REQUIRED TASK:
Write out the records from the start through the line with "point(22, 233)", requests included. Multiply each point coordinate by 2.4 and round it to a whole number, rounding halves up; leave the other numbers as they are.

MATERIAL SUPPLIED:
-=-=-

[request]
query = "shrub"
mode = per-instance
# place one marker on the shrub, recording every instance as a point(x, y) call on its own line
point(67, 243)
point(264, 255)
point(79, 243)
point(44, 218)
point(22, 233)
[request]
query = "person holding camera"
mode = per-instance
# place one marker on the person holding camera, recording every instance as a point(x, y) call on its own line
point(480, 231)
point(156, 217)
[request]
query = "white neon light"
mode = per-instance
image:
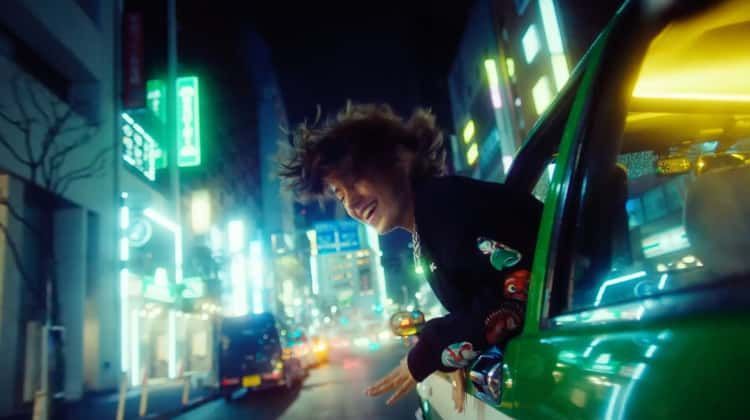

-=-=-

COMPLETE RESPONSE:
[request]
query = "shrub"
mode = per-instance
# place one marker on the shrub, recording every instance as a point(x, y) call on its own line
point(161, 583)
point(634, 612)
point(190, 583)
point(106, 523)
point(53, 559)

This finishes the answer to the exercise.